Direction a >> Write out everything from "From: Derek O'Connor" down to "Vol 2, 2nd Ed." in the forum thread on random permutations, word for word.

When m << n, the probability of the event (l < m) is tiny (I'm too lazy to calculate that). My guess is it never happens in practice.

Bruno

Subject: Randperm, Randi, and Shuffle

From: Jan Simon

Date: 4 Nov, 2010 11:05:05

Message: 8 of 19

Dear Bruno,

> When m << n, the probability of the event (l < m) is tiny (I'm too lazy to calculate that). My guess is it never happens in practice.

I'm deeply surprised. I do not know any personal detail of you, but I have the strong impression, that you are definitely not lazy.

Jan

Subject: Randperm, Randi, and Shuffle

From: Derek O'Connor

Date: 9 Dec, 2010 01:49:04

Message: 9 of 19

This is slightly off-topic but may be of interest:

function p = GenPerm(n,m);
%
% Generate a random cyclic permutation using Sattolo's
% modification of Knuth's Algorithm P, Section 3.4.2
% TAOCP, Vol 2, 2nd Ed.
%
% m = 0 is the Fisher-Yates-Knuth Shuffle Algorithm P
% m = 1 is Sattolo's Algorithm
%
% Prodhinger : On the analysis of an algorithm to generate
% a random cyclic permutation.
% http://math.sun.ac.za/~hproding/abstract/abs_161.htm
%
% Wilson : Random and exhaustive generation of permutations
% and cycles
% http://arxiv.org/abs/math/0702753
% Note: Wilson uses zero-based arrays.

Direction b >> In the rows, from the start down to and including the line with "x=96, y=231", change "photo" to "image" and give those lines back with nothing else altered. Omit the pictures.

Extracted information >>

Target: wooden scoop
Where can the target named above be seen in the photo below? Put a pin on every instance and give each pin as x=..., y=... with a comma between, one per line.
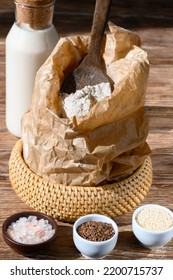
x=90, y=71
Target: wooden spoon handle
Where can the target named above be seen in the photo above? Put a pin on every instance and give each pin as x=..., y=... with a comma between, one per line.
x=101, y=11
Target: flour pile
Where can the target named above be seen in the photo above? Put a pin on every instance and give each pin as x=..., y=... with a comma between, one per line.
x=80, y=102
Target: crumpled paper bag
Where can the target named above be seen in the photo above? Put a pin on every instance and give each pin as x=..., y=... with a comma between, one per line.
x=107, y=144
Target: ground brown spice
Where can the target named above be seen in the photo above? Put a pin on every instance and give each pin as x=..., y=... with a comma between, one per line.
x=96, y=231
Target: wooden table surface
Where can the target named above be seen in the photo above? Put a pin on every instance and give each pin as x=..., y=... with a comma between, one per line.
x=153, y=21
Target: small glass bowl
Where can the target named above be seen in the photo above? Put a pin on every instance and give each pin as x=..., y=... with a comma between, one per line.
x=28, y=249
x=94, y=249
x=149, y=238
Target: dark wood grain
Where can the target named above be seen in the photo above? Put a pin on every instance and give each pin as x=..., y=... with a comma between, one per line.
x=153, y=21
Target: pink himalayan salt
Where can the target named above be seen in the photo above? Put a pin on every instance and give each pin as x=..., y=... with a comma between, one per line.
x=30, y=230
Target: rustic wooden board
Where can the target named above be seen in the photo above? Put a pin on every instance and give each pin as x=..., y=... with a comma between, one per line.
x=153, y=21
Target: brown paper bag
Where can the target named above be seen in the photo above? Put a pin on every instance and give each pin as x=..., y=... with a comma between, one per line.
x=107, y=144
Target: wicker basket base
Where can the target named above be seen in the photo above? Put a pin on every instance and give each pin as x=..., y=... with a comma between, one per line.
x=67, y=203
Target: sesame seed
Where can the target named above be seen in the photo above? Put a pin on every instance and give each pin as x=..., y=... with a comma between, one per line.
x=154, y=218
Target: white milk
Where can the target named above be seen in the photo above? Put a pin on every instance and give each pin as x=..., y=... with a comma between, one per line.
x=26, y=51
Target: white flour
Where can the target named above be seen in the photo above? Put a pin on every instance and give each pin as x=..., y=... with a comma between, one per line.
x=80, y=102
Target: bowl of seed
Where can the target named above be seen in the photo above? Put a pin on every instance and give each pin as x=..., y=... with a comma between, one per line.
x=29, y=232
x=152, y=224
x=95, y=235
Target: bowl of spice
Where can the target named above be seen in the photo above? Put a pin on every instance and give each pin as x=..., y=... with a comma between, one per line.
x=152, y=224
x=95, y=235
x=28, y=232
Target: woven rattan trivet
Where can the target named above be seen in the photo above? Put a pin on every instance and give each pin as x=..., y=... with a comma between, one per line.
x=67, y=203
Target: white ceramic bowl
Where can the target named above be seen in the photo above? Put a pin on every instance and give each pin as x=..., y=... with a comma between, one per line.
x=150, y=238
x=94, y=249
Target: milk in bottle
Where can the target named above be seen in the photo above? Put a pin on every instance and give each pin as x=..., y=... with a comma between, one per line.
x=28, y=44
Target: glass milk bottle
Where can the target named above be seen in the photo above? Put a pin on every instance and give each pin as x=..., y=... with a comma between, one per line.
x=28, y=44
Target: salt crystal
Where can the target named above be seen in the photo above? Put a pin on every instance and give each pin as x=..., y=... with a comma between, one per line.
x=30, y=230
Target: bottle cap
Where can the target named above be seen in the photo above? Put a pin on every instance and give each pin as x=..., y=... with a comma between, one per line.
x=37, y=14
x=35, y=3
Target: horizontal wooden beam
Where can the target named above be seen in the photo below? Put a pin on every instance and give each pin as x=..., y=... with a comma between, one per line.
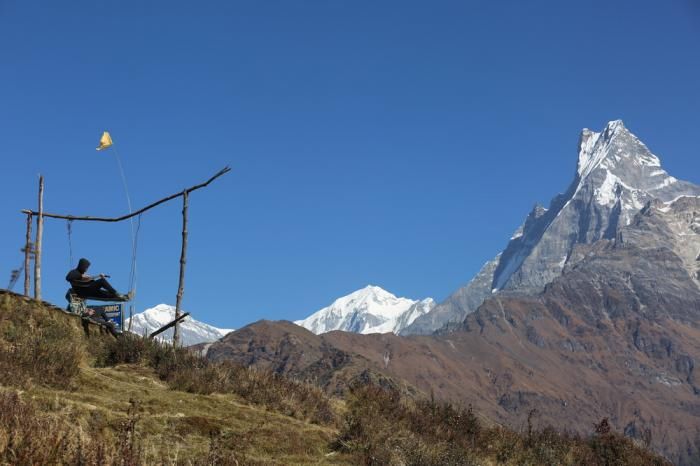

Worked solution a >>
From: Derek O'Connor

Date: 9 Dec, 2010 01:49:04

Message: 9 of 19

This is slightly off-topic but may be of interest:

function p = GenPerm(n,m);
%
% Generate a random cyclic permutation using Sattolo's
% modification of Knuth's Algorithm P, Section 3.4.2
% TAOCP, Vol 2, 2nd Ed.

Worked solution b >>
Target: wooden scoop
Where can the target named above be seen in the image below? Put a pin on every instance and give each pin as x=..., y=... with a comma between, one per line.
x=90, y=71
Target: wooden spoon handle
Where can the target named above be seen in the image above? Put a pin on every instance and give each pin as x=..., y=... with a comma between, one per line.
x=101, y=11
Target: flour pile
Where can the target named above be seen in the image above? Put a pin on every instance and give each pin as x=..., y=... with a comma between, one per line.
x=80, y=102
Target: crumpled paper bag
Where can the target named above be seen in the image above? Put a pin on every instance and give each pin as x=..., y=... with a comma between, one per line.
x=107, y=144
Target: ground brown spice
Where can the target named above be seen in the image above? Put a pin on every instance and give each pin as x=..., y=... with a comma between, one per line.
x=96, y=231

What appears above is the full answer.